What to produce: Reproduce the data below in full, substituting "field count" for each occurrence of "survey tally" and leaving everything else as it is.

Dataset entries:

<<<<

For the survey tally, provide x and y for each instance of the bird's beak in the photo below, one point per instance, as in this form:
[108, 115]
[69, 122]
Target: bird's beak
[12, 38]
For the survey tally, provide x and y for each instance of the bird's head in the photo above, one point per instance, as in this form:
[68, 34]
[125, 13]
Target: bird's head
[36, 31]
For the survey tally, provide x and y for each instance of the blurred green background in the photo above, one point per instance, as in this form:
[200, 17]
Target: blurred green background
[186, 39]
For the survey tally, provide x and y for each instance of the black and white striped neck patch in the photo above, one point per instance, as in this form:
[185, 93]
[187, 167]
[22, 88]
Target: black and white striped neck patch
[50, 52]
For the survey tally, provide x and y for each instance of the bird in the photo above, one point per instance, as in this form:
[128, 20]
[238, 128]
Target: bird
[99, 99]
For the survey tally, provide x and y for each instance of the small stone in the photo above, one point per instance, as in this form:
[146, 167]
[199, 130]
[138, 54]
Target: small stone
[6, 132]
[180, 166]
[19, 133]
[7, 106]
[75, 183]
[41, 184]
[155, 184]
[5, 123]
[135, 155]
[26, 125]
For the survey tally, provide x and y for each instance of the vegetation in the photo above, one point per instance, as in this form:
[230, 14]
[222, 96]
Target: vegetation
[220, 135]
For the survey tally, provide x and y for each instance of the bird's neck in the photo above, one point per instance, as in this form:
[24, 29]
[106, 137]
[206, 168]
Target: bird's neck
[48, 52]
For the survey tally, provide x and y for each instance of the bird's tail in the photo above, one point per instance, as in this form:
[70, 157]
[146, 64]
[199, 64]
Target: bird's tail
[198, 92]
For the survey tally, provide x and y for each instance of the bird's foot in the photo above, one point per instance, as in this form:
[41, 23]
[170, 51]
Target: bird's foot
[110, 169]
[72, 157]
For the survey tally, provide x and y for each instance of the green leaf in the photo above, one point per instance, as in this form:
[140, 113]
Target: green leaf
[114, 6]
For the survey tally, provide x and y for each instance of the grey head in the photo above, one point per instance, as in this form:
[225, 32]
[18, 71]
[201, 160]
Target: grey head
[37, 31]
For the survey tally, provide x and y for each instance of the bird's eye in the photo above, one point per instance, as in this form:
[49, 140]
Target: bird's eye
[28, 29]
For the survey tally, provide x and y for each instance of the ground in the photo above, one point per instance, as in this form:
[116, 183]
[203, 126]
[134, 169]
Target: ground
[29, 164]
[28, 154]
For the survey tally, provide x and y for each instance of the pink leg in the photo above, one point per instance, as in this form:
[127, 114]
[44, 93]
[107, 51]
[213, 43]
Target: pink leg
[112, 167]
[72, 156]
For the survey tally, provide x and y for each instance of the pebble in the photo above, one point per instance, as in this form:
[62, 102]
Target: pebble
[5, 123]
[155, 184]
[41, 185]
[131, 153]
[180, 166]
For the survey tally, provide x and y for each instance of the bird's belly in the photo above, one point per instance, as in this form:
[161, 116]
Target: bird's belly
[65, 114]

>>>>

Solution to this task:
For the field count, provide x and y for each instance of the bird's beak in the photo below, one point per instance, as in this form:
[108, 115]
[69, 122]
Target: bird's beak
[12, 38]
For the field count, provide x and y for each instance of the bird's head in the photo above, one point per instance, as in this form:
[68, 34]
[125, 13]
Target: bird's head
[36, 31]
For the field count, provide x and y for each instance of the blurred green background in the photo above, one point per instance, as in this form:
[200, 17]
Target: blurred green background
[186, 39]
For the field count, provide x and y for each instance of the black and white striped neck patch in the photo above, one point per instance, as in this form:
[185, 93]
[187, 167]
[22, 88]
Target: black and white striped neck patch
[50, 52]
For the field count, provide x and y for each instance of the bird in the photo above, one point per instance, as in this form:
[128, 20]
[238, 128]
Target: bird
[99, 99]
For the field count, provide x and y for each instance of the small stone in the photo above, one point per instance, as in this form:
[146, 167]
[199, 130]
[138, 54]
Target: small stone
[6, 132]
[180, 166]
[19, 133]
[7, 106]
[75, 183]
[41, 184]
[155, 184]
[5, 123]
[135, 155]
[26, 125]
For the field count, provide x and y for each instance of the vegetation in the photo above, one point per instance, as in this form:
[230, 14]
[222, 96]
Target: vegetation
[220, 135]
For the field count, provide x and y for each instance of the bird's neck in the photo above, one point per instance, as in this form:
[24, 29]
[106, 137]
[206, 168]
Target: bird's neck
[48, 52]
For the field count, provide x and y for each instance of the bird's tail in the photo above, one point per instance, as in this form:
[70, 157]
[146, 64]
[199, 64]
Target: bird's tail
[198, 92]
For the field count, provide x and y for each instance of the bird's foot in the photo above, one point per instance, as in this form:
[41, 23]
[170, 51]
Target: bird's foot
[110, 169]
[72, 157]
For the field count, provide x and y for each instance of the green leaf in the photo above, one point per instance, as in this form:
[140, 113]
Target: green leaf
[114, 6]
For the field count, provide x and y for each instance of the grey head in the photo above, one point per instance, as in this form:
[225, 32]
[18, 71]
[201, 160]
Target: grey head
[37, 31]
For the field count, provide x and y for each instance of the bird's eye in the photo above, one point per instance, as in this form:
[49, 140]
Target: bird's eye
[28, 29]
For the field count, provide x and y for each instance of the ground in the photo above, one point per instance, as in this form:
[116, 183]
[203, 126]
[134, 169]
Target: ground
[29, 164]
[28, 154]
For the field count, provide x and y for each instance of the pink leg in the photo above, one point per instance, as in this form:
[127, 114]
[44, 93]
[107, 51]
[213, 43]
Target: pink leg
[112, 167]
[72, 156]
For the field count, provide x and y for each instance of the pebble in the photo above, one point per instance, as in this form:
[62, 102]
Target: pebble
[5, 123]
[155, 184]
[41, 185]
[131, 153]
[180, 166]
For the field count, provide x and y for each instance of the bird's belly in the photo above, one point per instance, as in this form:
[161, 116]
Target: bird's belly
[65, 114]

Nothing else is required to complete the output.